> _Collected data_:
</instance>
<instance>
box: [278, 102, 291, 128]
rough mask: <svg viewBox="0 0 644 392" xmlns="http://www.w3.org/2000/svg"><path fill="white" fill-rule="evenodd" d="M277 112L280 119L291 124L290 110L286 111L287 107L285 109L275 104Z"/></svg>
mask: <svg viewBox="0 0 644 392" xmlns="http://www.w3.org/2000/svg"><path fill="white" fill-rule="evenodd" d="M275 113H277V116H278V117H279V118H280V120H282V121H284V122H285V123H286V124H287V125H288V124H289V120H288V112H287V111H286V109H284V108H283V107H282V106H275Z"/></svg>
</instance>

> _EXERCISE_: The answer must be all of the entries, restated exactly.

> _RESULT OF THE TASK_:
</instance>
<instance>
box: [278, 102, 291, 128]
rough mask: <svg viewBox="0 0 644 392" xmlns="http://www.w3.org/2000/svg"><path fill="white" fill-rule="evenodd" d="M277 112L280 119L291 124L290 110L286 111L287 107L285 109L275 104Z"/></svg>
mask: <svg viewBox="0 0 644 392" xmlns="http://www.w3.org/2000/svg"><path fill="white" fill-rule="evenodd" d="M275 113H277V116H278V117H279V118H280V120H282V121H284V122H285V123H286V124H287V125H288V124H289V120H288V112H287V111H286V109H284V108H283V107H282V106H275Z"/></svg>
</instance>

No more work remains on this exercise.